> _Exercise_: The answer must consist of every line in the data that contains "latex".

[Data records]
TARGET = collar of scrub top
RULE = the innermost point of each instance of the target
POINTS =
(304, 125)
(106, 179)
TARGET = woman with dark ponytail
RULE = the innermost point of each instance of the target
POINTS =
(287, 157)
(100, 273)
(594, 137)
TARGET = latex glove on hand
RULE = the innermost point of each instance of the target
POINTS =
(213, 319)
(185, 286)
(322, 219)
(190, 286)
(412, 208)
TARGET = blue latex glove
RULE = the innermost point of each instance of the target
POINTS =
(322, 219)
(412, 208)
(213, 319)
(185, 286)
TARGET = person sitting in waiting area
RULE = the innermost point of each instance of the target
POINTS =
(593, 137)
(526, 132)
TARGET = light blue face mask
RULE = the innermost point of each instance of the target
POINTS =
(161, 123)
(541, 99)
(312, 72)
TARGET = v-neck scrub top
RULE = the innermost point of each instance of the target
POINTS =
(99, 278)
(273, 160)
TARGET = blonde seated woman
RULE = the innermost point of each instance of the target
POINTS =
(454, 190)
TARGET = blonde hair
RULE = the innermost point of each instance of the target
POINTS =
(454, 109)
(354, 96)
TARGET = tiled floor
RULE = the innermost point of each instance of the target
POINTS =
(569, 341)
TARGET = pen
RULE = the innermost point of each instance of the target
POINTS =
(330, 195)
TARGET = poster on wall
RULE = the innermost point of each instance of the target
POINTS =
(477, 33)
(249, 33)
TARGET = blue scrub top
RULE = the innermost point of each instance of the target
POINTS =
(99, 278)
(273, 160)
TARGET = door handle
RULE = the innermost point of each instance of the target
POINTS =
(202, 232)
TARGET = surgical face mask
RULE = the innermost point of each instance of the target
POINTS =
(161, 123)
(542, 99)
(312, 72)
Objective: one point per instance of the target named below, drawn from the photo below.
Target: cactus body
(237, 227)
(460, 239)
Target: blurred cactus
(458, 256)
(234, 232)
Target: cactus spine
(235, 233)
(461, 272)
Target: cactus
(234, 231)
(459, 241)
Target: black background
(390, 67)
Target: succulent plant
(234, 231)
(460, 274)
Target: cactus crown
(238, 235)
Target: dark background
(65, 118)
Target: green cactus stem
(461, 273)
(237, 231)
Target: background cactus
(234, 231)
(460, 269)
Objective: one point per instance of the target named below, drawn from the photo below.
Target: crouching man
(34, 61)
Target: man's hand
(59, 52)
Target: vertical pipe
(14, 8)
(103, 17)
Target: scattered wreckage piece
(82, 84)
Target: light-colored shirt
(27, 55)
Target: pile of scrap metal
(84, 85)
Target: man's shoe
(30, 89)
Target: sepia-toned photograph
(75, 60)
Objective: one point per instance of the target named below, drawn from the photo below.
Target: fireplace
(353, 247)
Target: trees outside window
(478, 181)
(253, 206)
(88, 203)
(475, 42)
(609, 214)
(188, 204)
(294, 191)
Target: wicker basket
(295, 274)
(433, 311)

> _Solution for this exercise_:
TARGET = latex glove on hand
TARGET = blue latex glove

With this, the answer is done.